EXERCISE DATA ::
"""

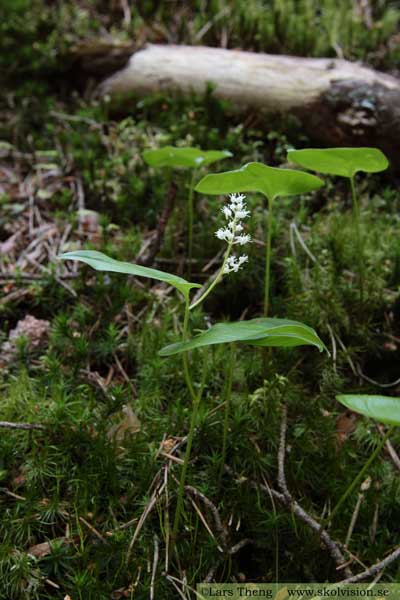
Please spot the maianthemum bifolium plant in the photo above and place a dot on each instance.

"""
"""

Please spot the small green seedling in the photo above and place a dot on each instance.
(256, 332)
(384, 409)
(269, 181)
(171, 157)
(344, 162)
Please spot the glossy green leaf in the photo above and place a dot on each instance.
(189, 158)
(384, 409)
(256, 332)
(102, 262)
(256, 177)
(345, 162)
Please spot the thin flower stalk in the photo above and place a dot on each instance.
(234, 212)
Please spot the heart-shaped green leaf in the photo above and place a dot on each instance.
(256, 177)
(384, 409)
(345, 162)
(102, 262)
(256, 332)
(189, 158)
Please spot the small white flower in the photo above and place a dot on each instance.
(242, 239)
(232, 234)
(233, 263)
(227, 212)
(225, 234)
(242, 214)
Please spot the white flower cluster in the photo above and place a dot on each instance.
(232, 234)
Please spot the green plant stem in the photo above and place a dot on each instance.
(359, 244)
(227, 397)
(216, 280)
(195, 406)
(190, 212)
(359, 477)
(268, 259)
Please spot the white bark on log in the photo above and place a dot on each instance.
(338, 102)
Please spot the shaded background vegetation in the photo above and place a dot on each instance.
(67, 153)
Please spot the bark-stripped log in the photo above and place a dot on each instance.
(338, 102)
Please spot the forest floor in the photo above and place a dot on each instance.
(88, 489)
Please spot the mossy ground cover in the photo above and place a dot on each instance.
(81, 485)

"""
"""

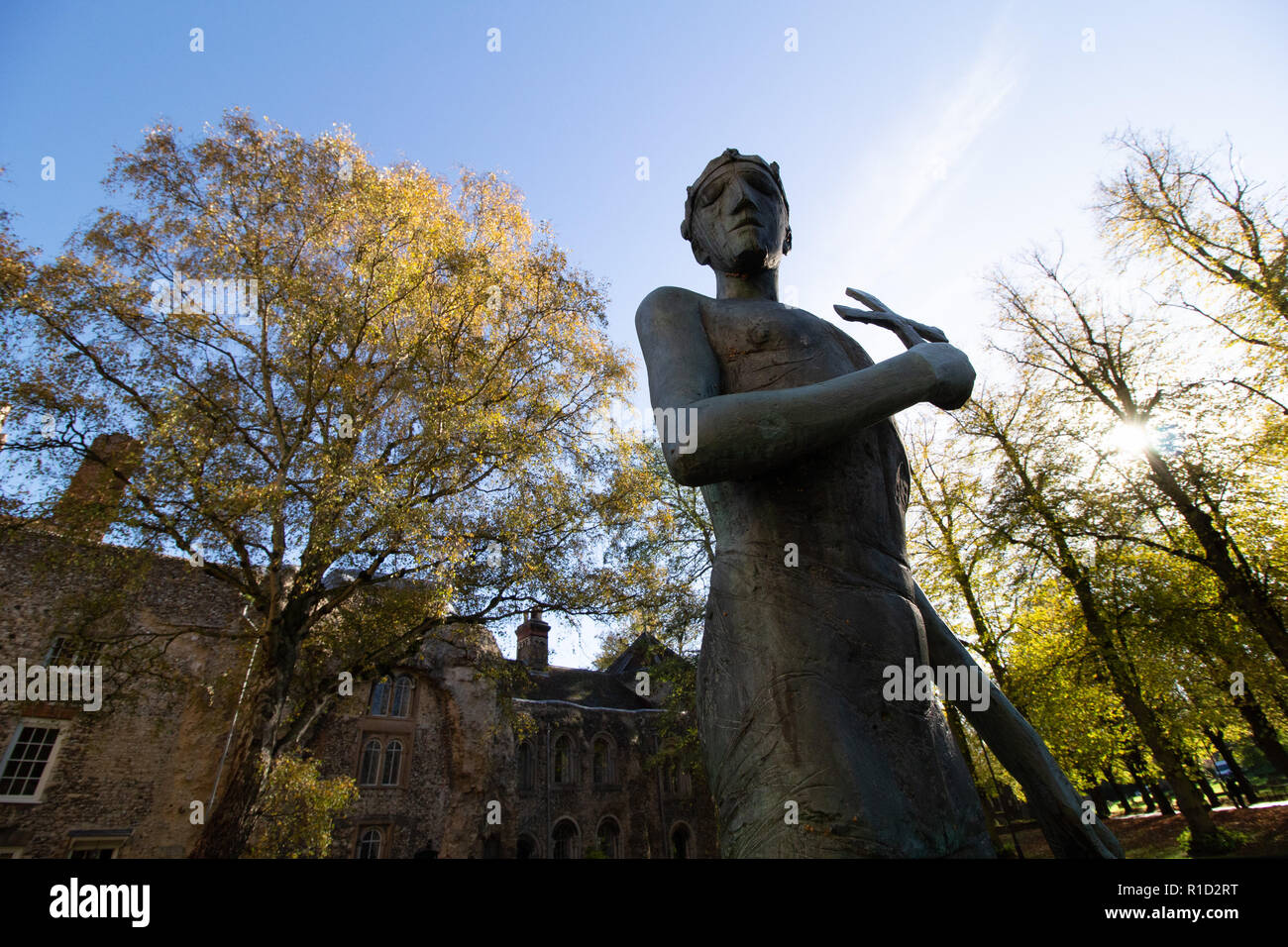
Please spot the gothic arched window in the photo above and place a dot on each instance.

"""

DIRECTIVE ::
Show, copied in full, every row above that contains the string "bark".

EXERCISE OUTPUT ::
Please spot the white bark on log in the photo above and place a dot on each instance.
Please spot the bark-stripped log in the photo above and place a dot on each instance.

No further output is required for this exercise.